- _WHAT THE TASK ASKS_: Set down the data again word for word. Skip any pictures.

- _MATERIAL FOR THIS EXERCISE_:
________________________________________

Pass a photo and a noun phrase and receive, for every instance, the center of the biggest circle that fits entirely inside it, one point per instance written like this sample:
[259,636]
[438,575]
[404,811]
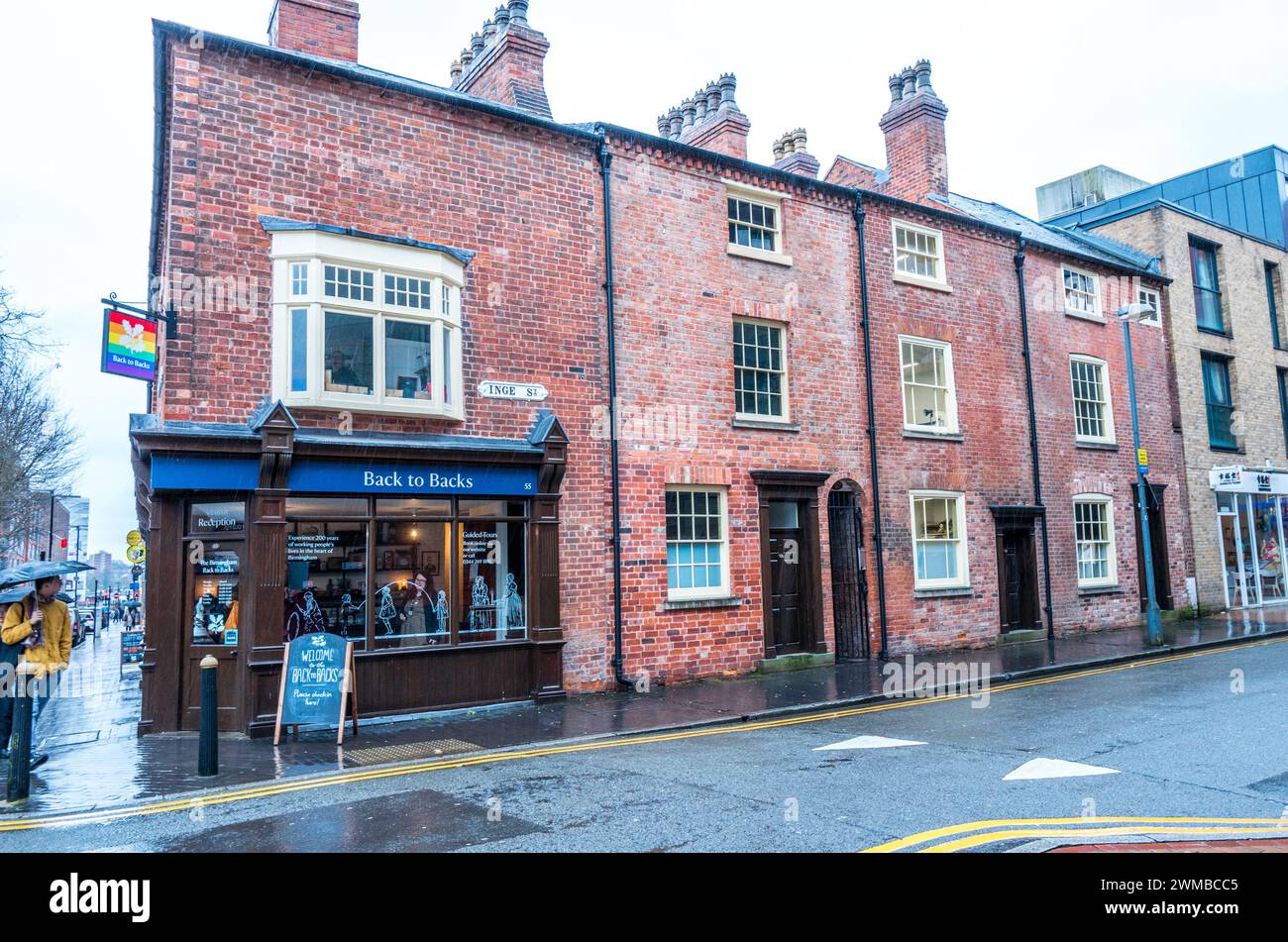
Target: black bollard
[207,754]
[20,757]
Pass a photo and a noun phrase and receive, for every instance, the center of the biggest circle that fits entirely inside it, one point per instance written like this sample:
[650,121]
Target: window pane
[412,606]
[299,351]
[326,580]
[408,354]
[349,354]
[493,581]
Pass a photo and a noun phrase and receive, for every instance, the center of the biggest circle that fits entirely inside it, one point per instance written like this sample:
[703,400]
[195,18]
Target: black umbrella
[30,572]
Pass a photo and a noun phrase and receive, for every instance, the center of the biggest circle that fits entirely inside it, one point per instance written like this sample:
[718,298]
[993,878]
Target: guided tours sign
[318,684]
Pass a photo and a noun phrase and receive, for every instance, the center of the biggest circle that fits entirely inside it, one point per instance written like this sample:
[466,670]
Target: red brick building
[355,255]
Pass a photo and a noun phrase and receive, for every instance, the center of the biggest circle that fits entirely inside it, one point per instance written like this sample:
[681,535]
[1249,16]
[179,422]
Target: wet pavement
[97,762]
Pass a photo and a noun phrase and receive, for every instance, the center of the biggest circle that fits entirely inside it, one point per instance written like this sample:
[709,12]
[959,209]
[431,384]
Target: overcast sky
[1035,90]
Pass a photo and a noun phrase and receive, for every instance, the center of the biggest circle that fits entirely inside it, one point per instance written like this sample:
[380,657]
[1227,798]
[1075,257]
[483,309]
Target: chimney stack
[915,146]
[790,155]
[505,62]
[709,120]
[320,27]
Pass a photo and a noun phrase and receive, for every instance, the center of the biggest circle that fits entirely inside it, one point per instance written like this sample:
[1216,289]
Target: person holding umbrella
[37,629]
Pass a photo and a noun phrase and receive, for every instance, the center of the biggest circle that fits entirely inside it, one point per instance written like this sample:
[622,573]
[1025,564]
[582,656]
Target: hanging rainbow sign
[129,345]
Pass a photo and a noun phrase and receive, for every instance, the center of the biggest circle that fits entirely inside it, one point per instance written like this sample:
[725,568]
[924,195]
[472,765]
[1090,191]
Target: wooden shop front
[438,556]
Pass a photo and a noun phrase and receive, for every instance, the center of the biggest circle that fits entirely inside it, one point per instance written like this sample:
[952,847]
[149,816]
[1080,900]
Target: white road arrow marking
[867,743]
[1055,769]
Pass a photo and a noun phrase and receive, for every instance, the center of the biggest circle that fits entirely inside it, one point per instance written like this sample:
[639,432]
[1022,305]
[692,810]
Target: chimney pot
[518,12]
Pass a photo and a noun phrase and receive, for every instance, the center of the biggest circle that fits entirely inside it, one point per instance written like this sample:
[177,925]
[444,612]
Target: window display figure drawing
[387,611]
[482,606]
[305,615]
[511,605]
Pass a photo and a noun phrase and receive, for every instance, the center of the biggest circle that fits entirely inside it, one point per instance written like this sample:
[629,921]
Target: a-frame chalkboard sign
[318,684]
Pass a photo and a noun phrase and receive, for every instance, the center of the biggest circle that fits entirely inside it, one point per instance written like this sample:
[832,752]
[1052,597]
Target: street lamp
[1153,618]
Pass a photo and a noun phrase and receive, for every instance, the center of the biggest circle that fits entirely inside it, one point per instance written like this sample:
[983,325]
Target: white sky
[1035,90]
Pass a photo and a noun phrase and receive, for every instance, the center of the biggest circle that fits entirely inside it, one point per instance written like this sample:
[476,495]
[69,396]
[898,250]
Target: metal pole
[1153,618]
[20,758]
[207,751]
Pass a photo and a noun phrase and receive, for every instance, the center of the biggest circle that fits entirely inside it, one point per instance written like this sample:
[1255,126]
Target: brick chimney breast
[505,62]
[318,27]
[709,120]
[915,145]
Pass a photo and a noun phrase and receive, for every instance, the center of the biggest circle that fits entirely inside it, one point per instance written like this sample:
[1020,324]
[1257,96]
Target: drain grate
[434,749]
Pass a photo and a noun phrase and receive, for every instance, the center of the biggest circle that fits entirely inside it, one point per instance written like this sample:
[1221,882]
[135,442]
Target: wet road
[1198,736]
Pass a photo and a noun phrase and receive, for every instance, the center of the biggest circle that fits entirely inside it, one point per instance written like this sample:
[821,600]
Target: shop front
[437,556]
[1252,516]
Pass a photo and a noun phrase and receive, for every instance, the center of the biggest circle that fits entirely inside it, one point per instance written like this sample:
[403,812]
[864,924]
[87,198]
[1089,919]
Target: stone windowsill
[760,255]
[763,425]
[932,437]
[687,603]
[1102,590]
[957,590]
[905,278]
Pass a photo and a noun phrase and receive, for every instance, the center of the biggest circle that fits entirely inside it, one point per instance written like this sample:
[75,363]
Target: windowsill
[952,592]
[765,425]
[1116,589]
[932,437]
[690,603]
[905,278]
[357,403]
[760,255]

________________________________________

- _RESPONSE AREA_:
Pass a photo and a noun phrase and receive, for every instance, the center of the biggest circle that fits entirely inside it, one point per instance written like this sample:
[259,636]
[438,575]
[404,811]
Target: black bollard
[207,754]
[20,757]
Pass a photo and a noun phrase and receive, for every instance, the center of the biggest circle that fits entirely inside it, one point per instance written like this sample:
[650,121]
Target: window pane
[412,606]
[299,351]
[326,580]
[408,354]
[349,354]
[493,581]
Pass a photo and a noun phrase and receive, for every instance, the center of the biggest circle that fits entirely inside it, one point per instance written like this sample:
[703,400]
[195,18]
Target: black umbrella
[30,572]
Pass a photo and a noun phrase and receive, for every instance, the center of the biggest circle that fits entirely inside it, one point per instance written like this sample:
[718,298]
[993,878]
Target: guided tours sign
[318,684]
Pass a photo and a noun phrase and receive, for every instance, the center of the biggest circle that fits entirely inside it, one point per instance written like this sample:
[466,670]
Target: red brick building
[355,255]
Pass a photo and a noun phrase and receive, for every instance, the center of the biggest circle that fits entirely inside it, one point per instance written like this sample:
[681,535]
[1249,16]
[179,422]
Target: wet pavement
[97,762]
Pass a photo and a noun phrase and receive, for every instance, the center of the biggest circle that fits entirely inside it, one point per instance written like this sample:
[709,12]
[959,209]
[431,384]
Target: overcast sky
[1035,90]
Pass a photo and a noun phrase and receive, for every instance, the center of the biggest circle that fits entirely inside it, one point per instance written like this sample:
[380,657]
[1227,798]
[1075,257]
[483,309]
Target: chimney stack
[915,146]
[790,155]
[505,62]
[709,120]
[320,27]
Pass a photo and a noun phrase and receive, for every instance, the center of the biggest circle that fits entirely inside it, one point per instance written like this sample:
[1216,289]
Target: person holding umbrella
[37,629]
Pass a photo and a noun phrase and receive, for every instance, the center of the biggest circle that fits entirely inside it, one point per instance written like this sample:
[622,573]
[1025,564]
[582,656]
Target: hanging rainbow sign
[129,345]
Pass a photo and a noun phrase and receive, for every instance, the center of the biggest circle that fits entirely inside it, one point per instance written like this sample:
[725,568]
[924,195]
[472,765]
[1090,191]
Target: wooden shop front
[438,556]
Pass a photo and a noun phrase and receive, for every instance, the center of the biggest circle that fits entirely inside it, one point per instance written like this sample:
[952,847]
[149,816]
[1080,900]
Target: white road arrow marking
[867,743]
[1055,769]
Pass a photo and a noun phrase and receive, for every instance, the center of the biggest circle that fits entirely inside it, one point per instance written like this sample:
[639,432]
[1022,305]
[692,810]
Target: chimney pot
[518,12]
Pass a photo and a noun phrase and receive, for every instance, the center of the biggest circle that fits entirely inside it, one point per instance written like this sample:
[177,925]
[444,612]
Target: window display figure drawing
[387,611]
[482,606]
[305,615]
[511,605]
Pass a photo and a noun phrase and receive, for every instance, the center of the biggest circle that fits entirely inside it, one point per instance written like this sample:
[629,921]
Target: a-frame chalkboard sign
[318,684]
Pass a photo and a noun phrase and receive, for every instance, the center of the biggest circle that fits entirely inside it, one point per instance written like this sample:
[832,752]
[1052,597]
Target: street lamp
[1153,618]
Pass a photo and a noun phrase and receive, for every instance, the center of the biggest circle that fits entirely inside it, one point per instance written like this sample:
[983,325]
Target: white sky
[1035,90]
Pass a photo and a noun phrase and receive, for every instance, the center of the biggest circle that fits entirely inside it, one point per instance written like this sample:
[476,495]
[69,396]
[898,250]
Target: metal pole
[1153,618]
[20,758]
[207,751]
Pass a photo and a noun phrase and receive, for every instance, the center of the biggest circle that fits entirely inside it, one point per instance written like this sample:
[1255,126]
Target: brick chimney breast
[505,62]
[318,27]
[709,120]
[915,145]
Pass a photo and a noun phrase and receive, for every instance, the center of the biggest circle that fits entirely inside it, one point per instance written like this sample:
[1020,324]
[1257,96]
Target: drain grate
[434,749]
Pass a photo and a noun phrase and receive, for every instance, the center of the biggest circle that fits entirely inside it, one point per instance written like this sample:
[1221,882]
[135,442]
Target: wet road
[1198,736]
Pass a photo and a noun phrase and receive, for every instance, the center of the biggest circle that fits entirely inside it, one point per instance written like this sample:
[821,600]
Target: shop front
[437,556]
[1252,516]
Pass a photo and a noun phrase and receive, for every instance, the center of the biggest circle that fits entirely inside it, one point per instance written like this sample:
[403,812]
[864,924]
[87,198]
[1089,919]
Target: stone windowsill
[760,255]
[763,425]
[932,437]
[687,603]
[1102,590]
[957,590]
[905,278]
Pass a photo and a noun phrase and receive, for every instance, the center of the biggest circle that fits entirely inside it, one point per instance written like this sample:
[75,363]
Target: windowsill
[952,592]
[765,425]
[1116,589]
[932,437]
[690,603]
[905,278]
[357,403]
[760,255]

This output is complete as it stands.